* _EXERCISE REQUIREMENTS_:
Print all records exactly, leaving nothing out.

= = = = = = =

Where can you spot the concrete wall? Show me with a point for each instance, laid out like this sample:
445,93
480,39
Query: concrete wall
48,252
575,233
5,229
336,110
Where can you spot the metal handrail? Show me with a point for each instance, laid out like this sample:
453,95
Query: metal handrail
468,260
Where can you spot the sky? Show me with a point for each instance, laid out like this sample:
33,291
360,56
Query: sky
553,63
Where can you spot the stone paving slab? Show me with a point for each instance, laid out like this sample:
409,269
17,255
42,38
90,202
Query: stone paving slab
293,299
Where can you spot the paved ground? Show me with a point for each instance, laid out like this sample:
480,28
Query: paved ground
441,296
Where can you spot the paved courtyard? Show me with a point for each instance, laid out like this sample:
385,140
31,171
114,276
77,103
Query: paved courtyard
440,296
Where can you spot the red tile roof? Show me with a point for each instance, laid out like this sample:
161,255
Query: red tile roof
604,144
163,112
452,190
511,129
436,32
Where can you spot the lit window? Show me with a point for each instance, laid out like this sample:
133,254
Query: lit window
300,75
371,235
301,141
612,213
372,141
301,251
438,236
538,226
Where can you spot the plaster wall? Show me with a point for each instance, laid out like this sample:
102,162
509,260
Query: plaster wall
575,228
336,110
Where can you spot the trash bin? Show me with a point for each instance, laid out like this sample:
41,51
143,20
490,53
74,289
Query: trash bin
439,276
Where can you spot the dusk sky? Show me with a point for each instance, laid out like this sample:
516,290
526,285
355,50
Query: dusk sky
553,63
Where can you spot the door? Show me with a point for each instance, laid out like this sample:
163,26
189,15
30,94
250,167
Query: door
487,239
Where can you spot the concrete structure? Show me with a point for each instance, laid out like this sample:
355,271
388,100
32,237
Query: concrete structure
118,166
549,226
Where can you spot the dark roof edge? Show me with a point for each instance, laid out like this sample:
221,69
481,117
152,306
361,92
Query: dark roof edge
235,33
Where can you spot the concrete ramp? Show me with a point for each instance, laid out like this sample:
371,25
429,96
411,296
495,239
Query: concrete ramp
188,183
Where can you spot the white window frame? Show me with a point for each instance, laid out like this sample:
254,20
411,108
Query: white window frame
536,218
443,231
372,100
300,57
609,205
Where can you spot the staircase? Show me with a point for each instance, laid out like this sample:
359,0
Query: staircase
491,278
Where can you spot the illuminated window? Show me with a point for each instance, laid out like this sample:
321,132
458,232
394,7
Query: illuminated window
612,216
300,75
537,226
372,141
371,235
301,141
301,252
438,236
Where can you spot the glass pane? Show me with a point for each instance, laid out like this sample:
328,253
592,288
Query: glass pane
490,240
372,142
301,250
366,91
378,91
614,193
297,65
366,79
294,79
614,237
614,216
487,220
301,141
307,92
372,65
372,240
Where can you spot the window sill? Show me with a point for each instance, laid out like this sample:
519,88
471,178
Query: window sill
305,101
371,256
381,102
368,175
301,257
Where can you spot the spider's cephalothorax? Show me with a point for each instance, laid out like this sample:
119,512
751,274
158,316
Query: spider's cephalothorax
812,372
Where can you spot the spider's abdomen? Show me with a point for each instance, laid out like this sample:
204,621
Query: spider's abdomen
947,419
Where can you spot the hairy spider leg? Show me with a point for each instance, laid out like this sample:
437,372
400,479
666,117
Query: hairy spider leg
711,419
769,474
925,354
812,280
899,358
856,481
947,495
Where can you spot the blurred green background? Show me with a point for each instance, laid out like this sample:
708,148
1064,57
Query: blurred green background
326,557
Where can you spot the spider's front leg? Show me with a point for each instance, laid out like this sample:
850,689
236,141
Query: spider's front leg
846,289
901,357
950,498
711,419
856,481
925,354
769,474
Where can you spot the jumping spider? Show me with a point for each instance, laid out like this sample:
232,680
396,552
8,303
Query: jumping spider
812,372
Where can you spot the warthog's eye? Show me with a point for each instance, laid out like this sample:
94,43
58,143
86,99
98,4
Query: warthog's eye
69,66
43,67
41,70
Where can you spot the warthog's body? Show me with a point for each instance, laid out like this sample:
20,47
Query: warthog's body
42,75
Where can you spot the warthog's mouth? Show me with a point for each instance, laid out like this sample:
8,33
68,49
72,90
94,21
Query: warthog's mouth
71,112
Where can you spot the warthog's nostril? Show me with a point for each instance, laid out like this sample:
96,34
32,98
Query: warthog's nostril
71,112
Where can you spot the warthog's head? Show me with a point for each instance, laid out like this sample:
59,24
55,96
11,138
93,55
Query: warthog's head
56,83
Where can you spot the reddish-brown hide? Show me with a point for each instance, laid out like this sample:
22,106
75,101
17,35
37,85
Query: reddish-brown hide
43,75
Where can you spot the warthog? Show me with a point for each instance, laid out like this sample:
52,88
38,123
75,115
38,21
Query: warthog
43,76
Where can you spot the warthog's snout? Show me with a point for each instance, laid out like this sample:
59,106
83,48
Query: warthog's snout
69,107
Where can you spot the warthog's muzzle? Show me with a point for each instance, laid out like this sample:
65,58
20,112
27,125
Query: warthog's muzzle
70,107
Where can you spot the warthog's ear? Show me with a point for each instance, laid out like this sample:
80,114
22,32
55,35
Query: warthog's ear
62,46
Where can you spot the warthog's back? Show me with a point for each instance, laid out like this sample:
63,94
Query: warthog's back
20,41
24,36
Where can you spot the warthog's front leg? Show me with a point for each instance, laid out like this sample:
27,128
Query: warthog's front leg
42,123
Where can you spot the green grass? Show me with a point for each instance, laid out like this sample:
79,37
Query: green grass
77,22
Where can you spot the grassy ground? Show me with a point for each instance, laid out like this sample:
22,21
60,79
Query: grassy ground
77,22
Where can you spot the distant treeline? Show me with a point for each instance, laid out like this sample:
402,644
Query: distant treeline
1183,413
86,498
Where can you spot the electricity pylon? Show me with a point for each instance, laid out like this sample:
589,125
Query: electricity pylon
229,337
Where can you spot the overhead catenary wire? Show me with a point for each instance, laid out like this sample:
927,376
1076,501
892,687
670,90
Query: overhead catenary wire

= = = = = = =

* _WORKED ANSWER_:
Where can you spot the concrete wall? Show me with a point for each instance, laid out like this sample:
445,93
480,39
Query: concrete wall
48,252
575,233
5,229
336,110
Where can you spot the metal handrail? Show me with a point for each instance, laid out like this sample:
453,95
Query: metal handrail
468,260
Where can you spot the sky? Show me with a point for each instance, laid out like this sample:
33,291
360,56
Query: sky
553,63
Where can you spot the stone paving slab? Show me with a point for each instance, laid out like this sample:
409,269
17,255
42,38
90,202
Query: stone paving slab
293,299
Where can you spot the paved ground? Show me with a point for each instance, laid out like this sample:
480,28
Query: paved ground
441,296
Where can you spot the paved courtyard? Show me with a point for each instance, laid out like this sample:
385,140
31,171
114,276
77,103
Query: paved courtyard
440,296
Where can you spot the red tile roof? Show me with a point for each instance, laid out like this sample:
161,255
Query: red tile roof
604,144
163,112
452,190
511,129
436,32
Where can you spot the lit window? Show me with a point for each instance, laid out like this sample:
133,254
Query: lit window
300,75
371,235
301,141
612,213
372,141
301,251
438,236
538,226
Where can you spot the plaster wall? Show me with a point for each instance, laid out like this sample:
102,162
509,260
Query: plaster wall
575,228
336,110
Where can you spot the trash bin? Show me with a point for each instance, laid out like this sample:
41,51
143,20
490,53
74,289
Query: trash bin
439,276
Where can you spot the dusk sky? Show me with a point for each instance, laid out like this sample:
516,290
526,285
355,50
Query: dusk sky
553,63
Where can you spot the door? Show me with a point for each instance, laid out like this sample:
163,26
189,15
30,94
250,167
Query: door
487,239
Where can you spot the concrete structure? Show me with a point for each instance, laid out like this sample:
355,271
388,100
32,237
Query: concrete structure
118,166
549,226
Where can you spot the dark roof edge? Show me with a point for each instance, laid out like this sample:
221,69
481,117
152,306
361,92
Query: dark roof edge
235,33
Where can you spot the concrete ramp? Show me with a point for each instance, laid out like this sample:
371,25
429,96
411,296
495,239
Query: concrete ramp
188,183
Where can you spot the white window frame? Show me with a point for each instance, laid out like this sample:
254,20
411,108
Query: white window frame
536,218
443,231
372,100
300,57
609,205
Where can you spot the staircase? Show me with a point for each instance, laid out like this sample:
359,0
Query: staircase
491,278
Where can you spot the illuminated window? Show me with a point for each instance, laid out like this sample:
321,132
458,232
394,7
Query: illuminated window
612,216
300,75
537,226
372,141
371,235
301,141
301,252
438,236
Where can you spot the glass pane? Show me with a point for each instance, laid out like this sample:
328,253
592,288
Query: glass pane
490,240
372,142
301,250
366,91
378,91
614,193
297,65
366,79
294,79
614,237
614,216
487,220
301,141
307,92
372,65
372,240
Where can you spot the window sill? Show me with a point for each instance, laid out like this sample:
519,88
471,178
Query: window sill
305,101
371,256
381,102
368,175
301,257
Where can you spot the spider's cephalothorax? Show me with a point for each instance, laid out like this sample:
119,512
751,274
158,316
Query: spider's cephalothorax
812,372
Where can you spot the spider's abdomen? Show me with a point for each instance, laid out like this sample:
204,621
Query: spider's abdomen
947,419
Where can you spot the hairy spider leg? Show me with a point for each instance, laid out like this sample:
437,372
400,479
666,117
Query: hairy spider leg
711,419
769,474
925,354
812,280
899,358
856,481
947,495
Where can you spot the blurred green background? Show me with a point for each instance, laid out like this sample:
708,148
1064,57
Query: blurred green background
326,557
Where can you spot the spider's front leg? Show me with a point for each instance, laid out like this sample:
850,689
236,141
Query: spider's front leg
846,289
901,357
950,498
711,419
856,481
925,354
769,474
Where can you spot the jumping spider? Show me with a point for each instance, laid out like this sample:
232,680
396,552
8,303
Query: jumping spider
812,372
Where can you spot the warthog's eye? Show me with a point for each instance, laid out like this sample:
94,43
58,143
86,99
98,4
Query: warthog's eye
69,66
43,67
41,70
Where can you spot the warthog's body? Show me with a point for each instance, laid out like this sample:
20,47
Query: warthog's body
42,75
Where can you spot the warthog's mouth? Show me with a point for each instance, laid out like this sample:
8,33
68,49
72,90
94,21
Query: warthog's mouth
71,112
Where can you spot the warthog's nostril? Show me with a point for each instance, laid out like this sample:
96,34
32,98
Query: warthog's nostril
71,112
Where can you spot the warthog's head? Show me with a point for each instance, laid out like this sample:
59,24
55,96
11,138
93,55
Query: warthog's head
56,83
Where can you spot the reddish-brown hide? Show me with a point for each instance, laid out like this sample:
22,106
75,101
17,35
37,85
Query: reddish-brown hide
43,75
Where can you spot the warthog? Show me with a point for each instance, laid out like this sample:
52,88
38,123
75,115
38,21
Query: warthog
43,76
Where can you spot the warthog's snout? Show me with a point for each instance, laid out like this sample:
59,106
83,48
Query: warthog's snout
69,107
Where can you spot the warthog's muzzle? Show me with a point for each instance, laid out like this sample:
65,58
20,112
27,125
Query: warthog's muzzle
70,107
Where can you spot the warthog's ear? Show me with a point for each instance, laid out like this sample:
80,114
22,32
55,35
Query: warthog's ear
62,46
Where can you spot the warthog's back? Show me with a point for each instance, laid out like this sample:
63,94
Query: warthog's back
20,41
24,36
Where can you spot the warthog's front leg? Show me with a point for each instance, laid out like this sample:
27,128
Query: warthog's front leg
42,123
Where can you spot the green grass? Show me with a point for each instance, laid out like this sample:
79,37
Query: green grass
77,22
Where can you spot the grassy ground? Show me with a point for each instance, laid out like this sample:
22,21
60,79
Query: grassy ground
77,22
Where can you spot the distant treeline? Show me with a point for each instance, laid out like this sample:
402,644
Query: distant treeline
1183,413
86,498
Where can you spot the electricity pylon? Show me with a point for each instance, laid out like this sample:
589,125
Query: electricity pylon
229,337
Where can you spot the overhead catenary wire? Show me with a point for each instance, laid out like this sample:
927,376
1076,501
892,687
670,90
Query: overhead catenary wire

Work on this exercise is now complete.